About this task:
Your task is to copy the lines of the data below from the line holding "like [772, 445]." through the line holding "Query: sunlit grass", inclusive, exactly and with nothing added.

..........

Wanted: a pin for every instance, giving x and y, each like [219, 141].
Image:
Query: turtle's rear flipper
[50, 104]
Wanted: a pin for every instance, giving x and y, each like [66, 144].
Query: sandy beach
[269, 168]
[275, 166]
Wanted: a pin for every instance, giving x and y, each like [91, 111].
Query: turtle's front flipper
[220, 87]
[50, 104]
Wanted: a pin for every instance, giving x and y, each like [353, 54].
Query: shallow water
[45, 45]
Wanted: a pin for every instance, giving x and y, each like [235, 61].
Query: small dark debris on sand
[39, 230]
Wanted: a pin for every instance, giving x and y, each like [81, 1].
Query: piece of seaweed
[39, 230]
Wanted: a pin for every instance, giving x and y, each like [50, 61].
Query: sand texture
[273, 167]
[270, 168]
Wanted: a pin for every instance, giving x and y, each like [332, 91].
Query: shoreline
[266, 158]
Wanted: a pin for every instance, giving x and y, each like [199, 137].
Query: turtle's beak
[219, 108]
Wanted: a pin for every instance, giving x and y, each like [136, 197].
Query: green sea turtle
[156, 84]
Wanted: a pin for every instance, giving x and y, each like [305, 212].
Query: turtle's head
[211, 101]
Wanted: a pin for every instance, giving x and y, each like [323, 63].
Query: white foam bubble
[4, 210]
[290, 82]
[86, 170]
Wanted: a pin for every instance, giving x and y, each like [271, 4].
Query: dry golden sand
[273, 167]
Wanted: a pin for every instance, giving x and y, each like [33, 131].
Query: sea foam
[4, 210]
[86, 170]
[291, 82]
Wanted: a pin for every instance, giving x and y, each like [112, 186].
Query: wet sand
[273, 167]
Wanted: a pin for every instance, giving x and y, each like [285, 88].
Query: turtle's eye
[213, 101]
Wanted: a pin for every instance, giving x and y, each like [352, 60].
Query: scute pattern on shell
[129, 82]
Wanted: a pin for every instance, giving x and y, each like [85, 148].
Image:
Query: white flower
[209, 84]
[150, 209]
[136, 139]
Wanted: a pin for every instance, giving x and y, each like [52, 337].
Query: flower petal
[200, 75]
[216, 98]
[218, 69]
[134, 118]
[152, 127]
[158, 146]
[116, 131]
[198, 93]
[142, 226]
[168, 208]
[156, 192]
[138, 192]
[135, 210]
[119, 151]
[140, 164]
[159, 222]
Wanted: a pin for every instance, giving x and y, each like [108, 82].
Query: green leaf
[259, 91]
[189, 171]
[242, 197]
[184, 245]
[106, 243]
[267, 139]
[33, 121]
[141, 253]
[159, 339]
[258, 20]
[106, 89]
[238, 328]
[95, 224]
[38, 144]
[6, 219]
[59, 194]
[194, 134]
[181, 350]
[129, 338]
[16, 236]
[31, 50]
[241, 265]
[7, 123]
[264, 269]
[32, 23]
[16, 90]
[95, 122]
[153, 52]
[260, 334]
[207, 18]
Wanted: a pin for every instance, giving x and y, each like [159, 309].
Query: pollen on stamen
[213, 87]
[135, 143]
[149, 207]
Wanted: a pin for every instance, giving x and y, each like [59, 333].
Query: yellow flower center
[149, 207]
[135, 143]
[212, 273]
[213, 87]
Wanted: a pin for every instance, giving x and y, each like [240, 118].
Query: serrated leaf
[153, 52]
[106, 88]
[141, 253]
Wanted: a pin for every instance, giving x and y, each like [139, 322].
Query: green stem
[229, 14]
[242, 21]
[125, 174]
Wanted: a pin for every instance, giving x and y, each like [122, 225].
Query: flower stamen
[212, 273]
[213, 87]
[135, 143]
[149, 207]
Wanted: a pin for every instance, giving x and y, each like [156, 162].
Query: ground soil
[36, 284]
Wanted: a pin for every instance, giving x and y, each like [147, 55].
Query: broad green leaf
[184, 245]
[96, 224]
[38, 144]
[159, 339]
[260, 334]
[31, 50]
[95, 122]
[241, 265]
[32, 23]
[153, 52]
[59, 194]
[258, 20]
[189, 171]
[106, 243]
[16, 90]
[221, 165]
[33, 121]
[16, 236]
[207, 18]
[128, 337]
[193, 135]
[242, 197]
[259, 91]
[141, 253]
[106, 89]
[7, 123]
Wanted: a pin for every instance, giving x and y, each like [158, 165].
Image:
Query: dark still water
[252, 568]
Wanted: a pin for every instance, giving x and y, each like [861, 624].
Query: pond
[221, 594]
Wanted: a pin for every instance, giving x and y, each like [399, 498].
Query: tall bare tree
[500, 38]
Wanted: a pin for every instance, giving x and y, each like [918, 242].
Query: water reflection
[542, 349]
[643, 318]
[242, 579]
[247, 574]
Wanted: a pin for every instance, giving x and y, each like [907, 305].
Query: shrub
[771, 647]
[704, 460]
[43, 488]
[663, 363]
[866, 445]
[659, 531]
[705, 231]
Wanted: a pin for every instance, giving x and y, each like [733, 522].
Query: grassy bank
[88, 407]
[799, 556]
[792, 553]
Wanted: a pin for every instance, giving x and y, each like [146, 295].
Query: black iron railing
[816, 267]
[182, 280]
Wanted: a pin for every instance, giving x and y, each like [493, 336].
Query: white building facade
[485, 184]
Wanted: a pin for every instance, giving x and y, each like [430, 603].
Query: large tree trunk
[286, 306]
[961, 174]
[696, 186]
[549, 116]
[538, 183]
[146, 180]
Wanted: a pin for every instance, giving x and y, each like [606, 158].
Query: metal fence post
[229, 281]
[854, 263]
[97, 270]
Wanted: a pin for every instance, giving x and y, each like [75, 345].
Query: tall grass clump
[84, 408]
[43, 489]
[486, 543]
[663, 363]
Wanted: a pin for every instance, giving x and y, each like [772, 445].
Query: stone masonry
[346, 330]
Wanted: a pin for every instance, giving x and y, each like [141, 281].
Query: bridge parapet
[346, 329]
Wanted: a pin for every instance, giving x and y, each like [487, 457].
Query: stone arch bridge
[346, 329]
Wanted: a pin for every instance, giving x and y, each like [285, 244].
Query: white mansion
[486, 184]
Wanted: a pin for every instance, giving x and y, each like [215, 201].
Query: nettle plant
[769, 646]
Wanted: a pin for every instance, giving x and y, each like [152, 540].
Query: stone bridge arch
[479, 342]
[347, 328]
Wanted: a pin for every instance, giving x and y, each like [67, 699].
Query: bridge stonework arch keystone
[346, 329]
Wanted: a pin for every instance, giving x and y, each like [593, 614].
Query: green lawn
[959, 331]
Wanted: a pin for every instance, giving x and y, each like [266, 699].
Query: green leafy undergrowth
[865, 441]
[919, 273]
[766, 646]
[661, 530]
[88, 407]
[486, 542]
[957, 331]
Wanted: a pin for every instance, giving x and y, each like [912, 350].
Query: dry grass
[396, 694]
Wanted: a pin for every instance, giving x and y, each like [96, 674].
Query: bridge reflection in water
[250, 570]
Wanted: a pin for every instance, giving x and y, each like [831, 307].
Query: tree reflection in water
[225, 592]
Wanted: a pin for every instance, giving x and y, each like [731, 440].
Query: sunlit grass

..........

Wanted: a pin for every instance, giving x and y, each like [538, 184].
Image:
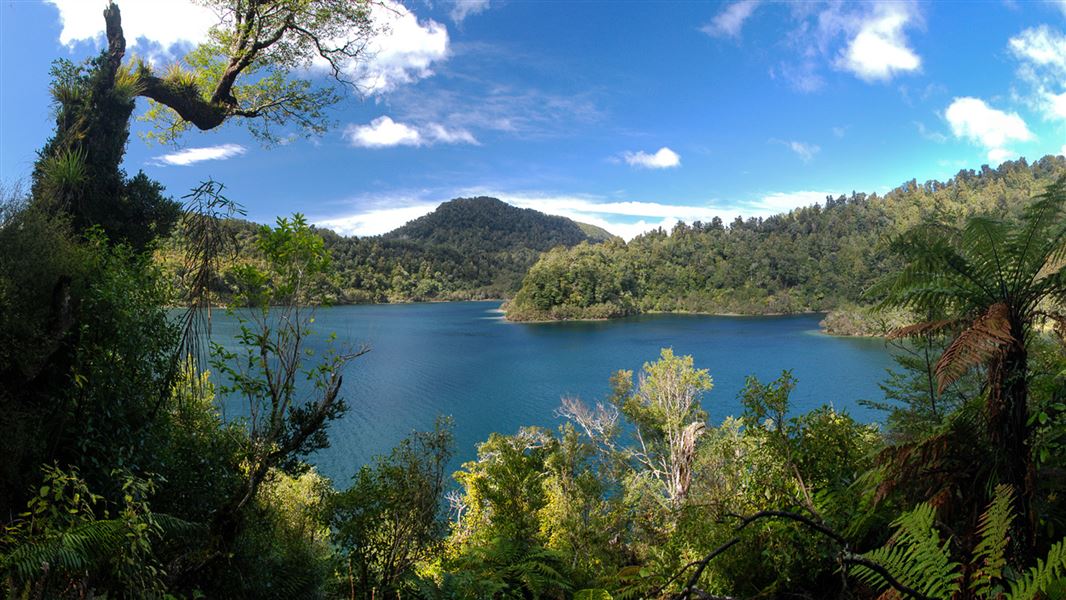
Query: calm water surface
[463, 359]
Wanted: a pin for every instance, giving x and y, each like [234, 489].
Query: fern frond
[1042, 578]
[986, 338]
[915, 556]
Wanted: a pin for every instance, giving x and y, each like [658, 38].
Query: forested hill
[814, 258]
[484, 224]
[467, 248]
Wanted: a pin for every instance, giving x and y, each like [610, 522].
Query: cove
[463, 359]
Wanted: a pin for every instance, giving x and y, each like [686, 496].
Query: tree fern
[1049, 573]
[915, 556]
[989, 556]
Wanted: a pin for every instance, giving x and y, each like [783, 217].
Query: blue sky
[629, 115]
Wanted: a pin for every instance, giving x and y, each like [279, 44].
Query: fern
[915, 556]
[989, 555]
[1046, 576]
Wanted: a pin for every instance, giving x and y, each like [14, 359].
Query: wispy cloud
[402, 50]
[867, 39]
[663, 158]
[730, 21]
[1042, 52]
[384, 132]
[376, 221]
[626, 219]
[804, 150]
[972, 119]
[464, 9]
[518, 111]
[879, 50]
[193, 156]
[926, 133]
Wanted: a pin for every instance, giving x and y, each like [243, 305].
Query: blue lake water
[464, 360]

..........

Result:
Wanted: a pin for every instance, giving x and y, each like [772, 445].
Query: stone masonry
[346, 330]
Wanted: a pin for every instance, giving x and y, each like [141, 281].
Query: bridge parapet
[346, 329]
Wanted: a pin for every instance, giving x and y, each like [487, 457].
Query: stone arch bridge
[346, 329]
Wanted: a pin for every instance, giving x and y, each like [285, 244].
Query: white mansion
[486, 184]
Wanted: a pin for every instance, giving x and y, each like [215, 201].
Query: nettle plant
[769, 646]
Wanted: a pin for every instance, giving x and y, each like [152, 540].
Query: stone bridge arch
[479, 342]
[347, 328]
Wanted: a pin for every instance, giving x and y, each like [67, 699].
Query: bridge stonework arch keystone
[346, 329]
Wanted: a pin for every instance, giving x and y, each like [593, 614].
Query: green lawn
[959, 331]
Wanted: a pin for every instance, giving x and y, each like [266, 699].
Query: green leafy undergrowth
[865, 441]
[919, 273]
[766, 646]
[661, 530]
[88, 407]
[486, 542]
[957, 331]
Wanted: a pin for every instance, giving x and y, each like [912, 350].
Query: dry grass
[396, 694]
Wanted: a pin for every instance, giving x and y, each like [96, 674].
Query: bridge reflection in water
[250, 570]
Wanted: a pin for every instance, giving x and y, each like [831, 307].
Query: tree reflection in water
[225, 592]
Wanted: a pin for every instance, giving x and y, each like [731, 440].
Query: sunlit grass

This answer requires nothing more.